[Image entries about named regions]
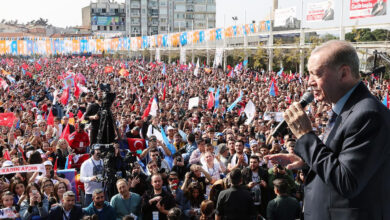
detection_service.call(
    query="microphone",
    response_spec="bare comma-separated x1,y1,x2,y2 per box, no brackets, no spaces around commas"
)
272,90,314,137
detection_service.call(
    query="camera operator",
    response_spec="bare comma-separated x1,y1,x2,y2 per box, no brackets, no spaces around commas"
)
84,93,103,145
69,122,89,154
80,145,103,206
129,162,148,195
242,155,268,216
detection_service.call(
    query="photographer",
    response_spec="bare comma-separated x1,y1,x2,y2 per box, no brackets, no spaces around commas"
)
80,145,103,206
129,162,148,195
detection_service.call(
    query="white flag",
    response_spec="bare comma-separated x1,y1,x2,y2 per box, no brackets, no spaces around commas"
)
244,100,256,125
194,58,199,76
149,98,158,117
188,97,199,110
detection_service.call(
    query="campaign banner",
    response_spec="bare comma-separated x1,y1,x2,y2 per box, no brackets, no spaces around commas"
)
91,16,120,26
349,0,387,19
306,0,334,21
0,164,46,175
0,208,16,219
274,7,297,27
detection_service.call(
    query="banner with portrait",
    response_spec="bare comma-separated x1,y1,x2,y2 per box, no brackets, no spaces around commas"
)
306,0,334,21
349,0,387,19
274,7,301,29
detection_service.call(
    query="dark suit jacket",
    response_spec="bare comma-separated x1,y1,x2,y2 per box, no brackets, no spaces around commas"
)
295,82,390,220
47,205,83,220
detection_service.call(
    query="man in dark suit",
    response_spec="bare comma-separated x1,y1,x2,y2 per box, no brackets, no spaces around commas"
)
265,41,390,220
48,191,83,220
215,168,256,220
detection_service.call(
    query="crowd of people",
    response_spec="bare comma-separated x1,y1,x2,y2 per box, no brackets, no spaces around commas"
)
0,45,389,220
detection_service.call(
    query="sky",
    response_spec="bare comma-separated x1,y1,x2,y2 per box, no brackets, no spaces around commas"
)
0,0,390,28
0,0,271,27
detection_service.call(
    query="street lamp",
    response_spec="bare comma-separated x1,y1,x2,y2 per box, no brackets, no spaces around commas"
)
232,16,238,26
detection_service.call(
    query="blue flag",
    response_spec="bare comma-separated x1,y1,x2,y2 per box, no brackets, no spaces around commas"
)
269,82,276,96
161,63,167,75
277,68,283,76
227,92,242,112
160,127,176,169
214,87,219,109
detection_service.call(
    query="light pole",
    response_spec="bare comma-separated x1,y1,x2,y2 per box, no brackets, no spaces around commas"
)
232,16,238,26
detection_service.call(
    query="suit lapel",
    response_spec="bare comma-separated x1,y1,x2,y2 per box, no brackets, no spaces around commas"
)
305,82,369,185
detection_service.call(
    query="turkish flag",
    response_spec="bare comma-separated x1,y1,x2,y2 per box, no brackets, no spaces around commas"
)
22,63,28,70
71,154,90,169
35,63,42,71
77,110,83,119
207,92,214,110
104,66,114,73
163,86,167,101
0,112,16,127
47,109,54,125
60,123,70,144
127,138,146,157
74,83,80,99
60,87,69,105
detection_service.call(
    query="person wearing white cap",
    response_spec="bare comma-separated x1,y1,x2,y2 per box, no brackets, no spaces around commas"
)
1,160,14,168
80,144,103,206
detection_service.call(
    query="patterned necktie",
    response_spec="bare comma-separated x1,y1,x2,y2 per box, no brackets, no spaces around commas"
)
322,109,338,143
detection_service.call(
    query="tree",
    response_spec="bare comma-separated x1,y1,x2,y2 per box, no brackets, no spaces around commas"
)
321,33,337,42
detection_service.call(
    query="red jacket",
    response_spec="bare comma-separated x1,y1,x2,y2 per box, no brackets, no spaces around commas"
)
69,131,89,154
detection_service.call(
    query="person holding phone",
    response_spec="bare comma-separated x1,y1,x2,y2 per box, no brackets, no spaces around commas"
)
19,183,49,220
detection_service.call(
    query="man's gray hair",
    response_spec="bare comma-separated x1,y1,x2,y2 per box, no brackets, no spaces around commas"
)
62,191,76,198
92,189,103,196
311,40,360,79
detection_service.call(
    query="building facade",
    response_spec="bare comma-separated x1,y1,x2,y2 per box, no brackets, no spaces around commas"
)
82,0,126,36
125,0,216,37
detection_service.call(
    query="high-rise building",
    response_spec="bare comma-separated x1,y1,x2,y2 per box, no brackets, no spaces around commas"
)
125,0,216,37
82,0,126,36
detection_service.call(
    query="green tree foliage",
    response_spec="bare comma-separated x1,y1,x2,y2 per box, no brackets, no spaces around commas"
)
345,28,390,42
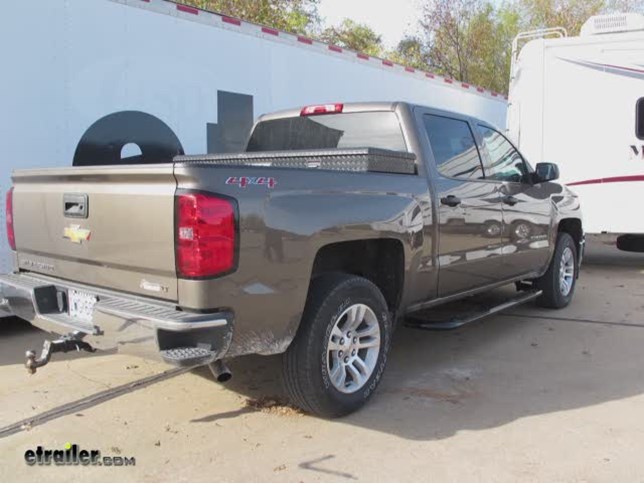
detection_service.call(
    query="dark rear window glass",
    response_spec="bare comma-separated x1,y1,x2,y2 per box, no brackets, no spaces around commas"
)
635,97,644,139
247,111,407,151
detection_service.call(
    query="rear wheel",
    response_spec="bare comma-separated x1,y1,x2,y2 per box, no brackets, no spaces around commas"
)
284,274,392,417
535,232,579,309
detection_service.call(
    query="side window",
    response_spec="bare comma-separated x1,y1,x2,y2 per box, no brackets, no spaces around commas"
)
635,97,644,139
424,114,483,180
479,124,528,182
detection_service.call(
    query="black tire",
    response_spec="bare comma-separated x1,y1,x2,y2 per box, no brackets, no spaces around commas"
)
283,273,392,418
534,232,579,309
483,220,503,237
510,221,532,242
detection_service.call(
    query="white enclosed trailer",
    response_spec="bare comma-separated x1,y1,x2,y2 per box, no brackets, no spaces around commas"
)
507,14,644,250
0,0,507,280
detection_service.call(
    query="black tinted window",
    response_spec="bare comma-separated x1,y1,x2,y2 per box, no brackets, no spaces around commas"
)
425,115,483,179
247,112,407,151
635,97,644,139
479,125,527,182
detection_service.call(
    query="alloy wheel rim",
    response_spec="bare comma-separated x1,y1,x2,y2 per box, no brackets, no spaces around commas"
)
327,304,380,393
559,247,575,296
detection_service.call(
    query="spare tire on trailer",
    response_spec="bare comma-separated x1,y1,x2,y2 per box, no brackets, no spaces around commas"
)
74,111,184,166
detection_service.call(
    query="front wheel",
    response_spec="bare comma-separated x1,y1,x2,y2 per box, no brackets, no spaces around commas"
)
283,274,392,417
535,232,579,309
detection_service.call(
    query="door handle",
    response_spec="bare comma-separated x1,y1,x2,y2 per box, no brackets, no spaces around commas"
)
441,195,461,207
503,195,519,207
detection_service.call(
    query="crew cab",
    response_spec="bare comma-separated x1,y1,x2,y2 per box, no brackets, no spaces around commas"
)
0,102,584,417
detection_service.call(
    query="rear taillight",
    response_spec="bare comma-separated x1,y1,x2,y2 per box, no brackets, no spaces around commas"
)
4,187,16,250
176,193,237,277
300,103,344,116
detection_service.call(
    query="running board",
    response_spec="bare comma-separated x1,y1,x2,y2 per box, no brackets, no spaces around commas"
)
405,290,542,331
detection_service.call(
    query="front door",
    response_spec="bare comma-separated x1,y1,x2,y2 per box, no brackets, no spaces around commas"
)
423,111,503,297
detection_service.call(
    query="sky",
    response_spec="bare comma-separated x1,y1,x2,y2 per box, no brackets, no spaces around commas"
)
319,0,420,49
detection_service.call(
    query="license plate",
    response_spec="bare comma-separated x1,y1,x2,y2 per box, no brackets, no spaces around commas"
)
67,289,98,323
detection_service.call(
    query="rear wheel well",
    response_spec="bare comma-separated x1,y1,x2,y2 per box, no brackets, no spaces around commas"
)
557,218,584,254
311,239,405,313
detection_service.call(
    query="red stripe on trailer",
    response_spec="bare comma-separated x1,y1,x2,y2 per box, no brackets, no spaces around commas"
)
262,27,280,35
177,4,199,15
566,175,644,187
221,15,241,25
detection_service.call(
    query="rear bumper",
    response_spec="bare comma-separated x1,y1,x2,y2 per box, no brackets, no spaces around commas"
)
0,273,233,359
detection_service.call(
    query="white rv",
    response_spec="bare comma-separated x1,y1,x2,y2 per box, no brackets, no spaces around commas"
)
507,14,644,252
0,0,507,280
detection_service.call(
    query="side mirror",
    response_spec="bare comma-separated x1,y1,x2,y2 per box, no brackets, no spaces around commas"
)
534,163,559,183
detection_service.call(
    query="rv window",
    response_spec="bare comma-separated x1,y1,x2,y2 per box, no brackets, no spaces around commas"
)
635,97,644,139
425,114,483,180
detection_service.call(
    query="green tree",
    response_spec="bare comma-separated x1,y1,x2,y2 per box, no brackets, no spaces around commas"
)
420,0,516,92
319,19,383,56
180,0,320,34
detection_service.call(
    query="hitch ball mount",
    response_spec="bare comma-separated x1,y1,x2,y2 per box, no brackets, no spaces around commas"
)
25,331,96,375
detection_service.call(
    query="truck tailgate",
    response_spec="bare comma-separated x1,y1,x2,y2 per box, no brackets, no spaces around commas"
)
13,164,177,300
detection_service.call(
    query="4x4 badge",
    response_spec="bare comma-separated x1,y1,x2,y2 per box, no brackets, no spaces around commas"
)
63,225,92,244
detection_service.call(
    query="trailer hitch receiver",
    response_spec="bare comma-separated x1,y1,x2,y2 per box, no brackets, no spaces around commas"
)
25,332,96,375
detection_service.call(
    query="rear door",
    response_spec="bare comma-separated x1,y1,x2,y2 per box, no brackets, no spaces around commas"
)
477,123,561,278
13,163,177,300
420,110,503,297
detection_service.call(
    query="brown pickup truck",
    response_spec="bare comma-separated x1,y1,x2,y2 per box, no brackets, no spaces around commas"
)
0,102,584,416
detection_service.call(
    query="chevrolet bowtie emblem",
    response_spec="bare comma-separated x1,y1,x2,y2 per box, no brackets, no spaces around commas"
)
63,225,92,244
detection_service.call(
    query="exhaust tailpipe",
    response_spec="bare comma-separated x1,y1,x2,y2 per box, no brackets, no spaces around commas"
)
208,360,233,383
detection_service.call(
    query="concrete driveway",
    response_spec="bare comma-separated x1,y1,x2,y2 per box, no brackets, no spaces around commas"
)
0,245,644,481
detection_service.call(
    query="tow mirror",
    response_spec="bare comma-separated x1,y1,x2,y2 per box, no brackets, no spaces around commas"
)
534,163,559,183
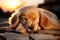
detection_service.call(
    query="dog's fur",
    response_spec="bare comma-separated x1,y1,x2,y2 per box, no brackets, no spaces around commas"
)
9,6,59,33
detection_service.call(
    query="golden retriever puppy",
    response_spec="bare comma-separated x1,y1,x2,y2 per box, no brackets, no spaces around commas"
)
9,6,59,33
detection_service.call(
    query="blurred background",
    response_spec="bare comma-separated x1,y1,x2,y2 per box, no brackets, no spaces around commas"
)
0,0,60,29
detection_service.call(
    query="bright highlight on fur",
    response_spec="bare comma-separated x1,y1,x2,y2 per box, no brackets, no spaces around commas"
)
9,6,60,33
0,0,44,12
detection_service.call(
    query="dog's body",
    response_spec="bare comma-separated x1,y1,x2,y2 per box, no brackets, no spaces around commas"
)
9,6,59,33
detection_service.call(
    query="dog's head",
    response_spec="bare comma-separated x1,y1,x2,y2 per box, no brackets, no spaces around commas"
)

(EXERCISE GOAL):
Please pick out every line in the entries above that contains the string "building" and copy each one. Case counts when matching.

(REPLY TO THE TASK):
    query="building facade",
    query="high-rise building",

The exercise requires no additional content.